● SHORT TASK
Render each line of the entries below as a JSON list of strings, one string per line, and leave out the blank lines.
# START OF DATA SUPPLIED
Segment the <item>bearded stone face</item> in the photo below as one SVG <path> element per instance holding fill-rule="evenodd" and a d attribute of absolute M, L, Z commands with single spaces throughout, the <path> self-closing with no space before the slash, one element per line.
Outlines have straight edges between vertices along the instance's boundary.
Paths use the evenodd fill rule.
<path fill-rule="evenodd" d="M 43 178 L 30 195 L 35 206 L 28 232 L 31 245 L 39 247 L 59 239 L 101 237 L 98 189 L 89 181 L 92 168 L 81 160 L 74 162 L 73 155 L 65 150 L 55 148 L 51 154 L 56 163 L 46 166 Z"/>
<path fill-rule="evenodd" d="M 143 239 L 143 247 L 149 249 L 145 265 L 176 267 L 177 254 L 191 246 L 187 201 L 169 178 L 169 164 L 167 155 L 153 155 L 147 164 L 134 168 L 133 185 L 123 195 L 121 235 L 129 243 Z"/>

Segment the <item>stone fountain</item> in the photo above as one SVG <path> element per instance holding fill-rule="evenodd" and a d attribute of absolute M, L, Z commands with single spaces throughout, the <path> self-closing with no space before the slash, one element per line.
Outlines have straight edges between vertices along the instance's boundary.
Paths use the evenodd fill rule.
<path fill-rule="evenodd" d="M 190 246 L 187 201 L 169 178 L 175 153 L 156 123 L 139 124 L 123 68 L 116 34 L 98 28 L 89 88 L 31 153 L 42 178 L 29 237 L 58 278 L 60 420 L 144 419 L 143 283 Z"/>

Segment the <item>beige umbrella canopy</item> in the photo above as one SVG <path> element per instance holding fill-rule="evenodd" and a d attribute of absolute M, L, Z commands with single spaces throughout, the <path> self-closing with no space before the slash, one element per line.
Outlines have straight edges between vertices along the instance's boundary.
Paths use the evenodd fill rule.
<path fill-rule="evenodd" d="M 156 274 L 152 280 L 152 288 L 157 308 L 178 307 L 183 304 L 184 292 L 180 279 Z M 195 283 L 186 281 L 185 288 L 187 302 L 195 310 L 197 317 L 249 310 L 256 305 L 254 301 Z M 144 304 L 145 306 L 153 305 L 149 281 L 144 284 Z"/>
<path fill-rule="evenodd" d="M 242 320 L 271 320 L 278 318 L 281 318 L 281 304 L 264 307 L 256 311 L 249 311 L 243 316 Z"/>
# END OF DATA SUPPLIED
● RESPONSE TO THIS TASK
[
  "Segment the <item>bearded stone face</item> in the photo below as one SVG <path> element per instance holding fill-rule=\"evenodd\" and a d attribute of absolute M, L, Z commands with single spaces throughout, the <path> self-closing with no space before the slash, one element per line.",
  "Outlines have straight edges between vertices along the instance's boundary.",
  "Paths use the evenodd fill rule.",
  "<path fill-rule=\"evenodd\" d=\"M 43 178 L 30 195 L 35 206 L 28 232 L 31 245 L 39 247 L 59 239 L 101 237 L 98 189 L 89 181 L 92 168 L 81 160 L 74 162 L 73 155 L 65 150 L 55 148 L 51 154 L 56 163 L 46 166 Z\"/>",
  "<path fill-rule=\"evenodd\" d=\"M 143 239 L 143 247 L 149 249 L 145 265 L 176 267 L 177 254 L 191 246 L 187 201 L 169 178 L 169 164 L 167 155 L 153 155 L 147 164 L 134 168 L 133 185 L 123 195 L 121 235 L 129 243 Z\"/>",
  "Segment the <item>stone fountain</item> in the photo above as one SVG <path> element per instance holding fill-rule=\"evenodd\" and a d attribute of absolute M, L, Z commands with single spaces throughout, the <path> self-closing with no space before the slash, one element per line.",
  "Outlines have straight edges between vertices along the instance's boundary.",
  "Paths use the evenodd fill rule.",
  "<path fill-rule=\"evenodd\" d=\"M 190 246 L 187 201 L 169 178 L 175 153 L 156 123 L 139 124 L 123 68 L 116 34 L 98 28 L 89 88 L 31 153 L 42 178 L 29 237 L 58 278 L 60 420 L 144 419 L 143 283 Z\"/>",
  "Segment the <item>beige umbrella canopy</item> in the photo above as one SVG <path> element per instance holding fill-rule=\"evenodd\" and a d attribute of absolute M, L, Z commands with single spaces throughout, the <path> self-closing with no space before the slash, one element per line.",
  "Outlines have straight edges between vertices along the instance's boundary.",
  "Paths use the evenodd fill rule.",
  "<path fill-rule=\"evenodd\" d=\"M 156 274 L 152 280 L 152 288 L 157 308 L 178 307 L 183 304 L 184 292 L 180 279 Z M 195 283 L 186 281 L 185 288 L 187 302 L 195 310 L 197 317 L 249 310 L 256 305 L 254 301 Z M 144 304 L 145 306 L 153 305 L 149 281 L 144 284 Z\"/>",
  "<path fill-rule=\"evenodd\" d=\"M 242 320 L 271 320 L 278 318 L 281 318 L 281 304 L 264 307 L 256 311 L 249 311 L 243 316 Z\"/>"
]